» WHAT YOU NEED TO DO
Nothing in the listing below should change; retype it as is.

» DATA FOR ANALYSIS
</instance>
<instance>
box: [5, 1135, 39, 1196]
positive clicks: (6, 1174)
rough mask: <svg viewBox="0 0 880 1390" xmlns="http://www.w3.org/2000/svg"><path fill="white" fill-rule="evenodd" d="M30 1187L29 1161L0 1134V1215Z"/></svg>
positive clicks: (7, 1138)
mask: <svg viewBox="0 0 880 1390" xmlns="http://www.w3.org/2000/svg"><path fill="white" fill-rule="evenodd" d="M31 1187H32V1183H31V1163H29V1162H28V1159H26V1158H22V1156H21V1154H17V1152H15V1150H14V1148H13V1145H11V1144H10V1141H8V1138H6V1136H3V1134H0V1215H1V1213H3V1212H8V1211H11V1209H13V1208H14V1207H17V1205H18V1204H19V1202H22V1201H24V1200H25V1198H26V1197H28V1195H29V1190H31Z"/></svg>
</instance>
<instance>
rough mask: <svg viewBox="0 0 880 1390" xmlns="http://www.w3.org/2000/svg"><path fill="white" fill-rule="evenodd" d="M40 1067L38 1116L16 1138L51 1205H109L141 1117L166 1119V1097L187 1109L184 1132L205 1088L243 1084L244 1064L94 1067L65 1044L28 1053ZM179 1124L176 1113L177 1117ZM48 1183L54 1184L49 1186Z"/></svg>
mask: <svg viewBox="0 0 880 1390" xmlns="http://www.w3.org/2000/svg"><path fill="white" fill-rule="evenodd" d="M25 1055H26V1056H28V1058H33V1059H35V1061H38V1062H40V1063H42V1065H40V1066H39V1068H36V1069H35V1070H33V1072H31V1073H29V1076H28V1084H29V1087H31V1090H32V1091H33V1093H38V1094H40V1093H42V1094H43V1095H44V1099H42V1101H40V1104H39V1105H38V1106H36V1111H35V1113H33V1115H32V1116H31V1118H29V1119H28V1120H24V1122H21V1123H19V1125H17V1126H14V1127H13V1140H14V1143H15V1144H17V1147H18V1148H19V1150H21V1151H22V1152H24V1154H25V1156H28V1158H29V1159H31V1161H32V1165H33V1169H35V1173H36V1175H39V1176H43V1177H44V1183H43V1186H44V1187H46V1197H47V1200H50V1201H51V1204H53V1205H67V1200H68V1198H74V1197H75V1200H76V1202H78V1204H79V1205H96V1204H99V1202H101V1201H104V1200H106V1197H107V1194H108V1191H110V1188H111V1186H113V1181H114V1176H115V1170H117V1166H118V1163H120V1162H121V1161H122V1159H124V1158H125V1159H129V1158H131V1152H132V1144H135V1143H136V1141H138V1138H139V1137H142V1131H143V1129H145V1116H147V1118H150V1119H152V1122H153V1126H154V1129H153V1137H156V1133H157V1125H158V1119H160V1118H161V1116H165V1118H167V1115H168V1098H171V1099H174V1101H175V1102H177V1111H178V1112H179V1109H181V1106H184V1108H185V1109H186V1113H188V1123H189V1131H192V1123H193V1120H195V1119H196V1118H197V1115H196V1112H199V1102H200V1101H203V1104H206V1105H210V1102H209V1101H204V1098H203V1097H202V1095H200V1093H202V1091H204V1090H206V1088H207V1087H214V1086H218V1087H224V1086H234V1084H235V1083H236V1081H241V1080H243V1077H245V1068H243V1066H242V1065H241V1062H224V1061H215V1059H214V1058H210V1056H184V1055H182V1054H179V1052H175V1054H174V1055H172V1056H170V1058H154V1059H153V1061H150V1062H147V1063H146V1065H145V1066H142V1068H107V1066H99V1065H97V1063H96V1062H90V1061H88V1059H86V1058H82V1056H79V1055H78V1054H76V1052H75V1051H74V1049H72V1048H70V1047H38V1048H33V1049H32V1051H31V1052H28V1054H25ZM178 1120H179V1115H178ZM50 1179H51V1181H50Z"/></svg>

» SOLUTION FOR THIS PROBLEM
</instance>
<instance>
box: [5, 1135, 39, 1196]
positive clicks: (6, 1174)
rough mask: <svg viewBox="0 0 880 1390" xmlns="http://www.w3.org/2000/svg"><path fill="white" fill-rule="evenodd" d="M30 1187L29 1161L0 1134V1215Z"/></svg>
positive clicks: (7, 1138)
mask: <svg viewBox="0 0 880 1390" xmlns="http://www.w3.org/2000/svg"><path fill="white" fill-rule="evenodd" d="M31 1187H32V1183H31V1163H29V1162H28V1159H26V1158H22V1156H21V1154H17V1152H15V1150H14V1148H13V1145H11V1144H10V1141H8V1138H6V1136H3V1134H0V1215H1V1213H3V1212H8V1211H11V1209H13V1208H14V1207H17V1205H18V1204H19V1202H22V1201H24V1200H25V1198H26V1197H28V1195H29V1190H31Z"/></svg>
</instance>
<instance>
rough mask: <svg viewBox="0 0 880 1390" xmlns="http://www.w3.org/2000/svg"><path fill="white" fill-rule="evenodd" d="M40 1067L38 1116L16 1138L51 1205H109L141 1117L166 1119V1097L187 1109L184 1132L205 1088L243 1084L244 1064L94 1067L65 1044L28 1053ZM179 1124L176 1113L177 1117ZM48 1183L54 1184L49 1186Z"/></svg>
mask: <svg viewBox="0 0 880 1390" xmlns="http://www.w3.org/2000/svg"><path fill="white" fill-rule="evenodd" d="M25 1055H26V1056H28V1058H33V1059H35V1061H38V1062H40V1063H42V1065H40V1066H39V1068H36V1069H35V1070H33V1072H31V1073H29V1076H28V1084H29V1087H31V1090H32V1091H33V1093H38V1094H40V1093H42V1094H43V1095H44V1099H42V1101H40V1104H39V1105H38V1106H36V1111H35V1113H33V1115H32V1116H31V1118H29V1119H28V1120H24V1122H21V1123H19V1125H17V1126H14V1127H13V1140H14V1143H15V1144H17V1147H18V1148H19V1150H21V1151H22V1152H24V1154H25V1156H28V1158H29V1159H31V1161H32V1165H33V1169H35V1173H36V1175H39V1176H43V1177H44V1183H43V1186H44V1187H46V1197H47V1200H50V1201H51V1204H53V1205H67V1200H68V1198H74V1197H75V1200H76V1202H78V1204H79V1205H96V1204H99V1202H101V1201H104V1200H106V1197H107V1194H108V1191H110V1188H111V1186H113V1181H114V1176H115V1170H117V1166H118V1163H120V1162H121V1161H122V1159H124V1158H125V1159H129V1158H131V1152H132V1144H135V1143H136V1141H138V1138H139V1137H142V1131H143V1129H145V1116H147V1118H150V1119H152V1122H153V1126H154V1129H153V1137H156V1133H157V1125H158V1119H160V1118H161V1116H165V1118H167V1115H168V1098H171V1099H174V1101H175V1102H177V1111H178V1112H179V1109H181V1106H184V1108H185V1109H186V1113H188V1123H189V1131H192V1123H193V1120H195V1119H196V1118H197V1115H196V1112H199V1102H200V1101H203V1104H206V1105H210V1102H209V1101H204V1098H203V1097H202V1095H200V1093H202V1091H204V1090H206V1088H207V1087H214V1086H218V1087H224V1086H234V1084H235V1083H236V1081H241V1080H243V1077H245V1068H243V1066H242V1065H241V1062H224V1061H215V1059H214V1058H210V1056H184V1055H182V1054H179V1052H175V1054H174V1055H172V1056H170V1058H154V1059H153V1061H150V1062H147V1063H146V1065H145V1066H142V1068H107V1066H99V1065H97V1063H96V1062H90V1061H88V1059H86V1058H82V1056H79V1055H78V1054H76V1052H75V1051H74V1049H72V1048H70V1047H38V1048H33V1049H32V1051H31V1052H28V1054H25ZM178 1120H179V1115H178ZM50 1179H51V1181H50Z"/></svg>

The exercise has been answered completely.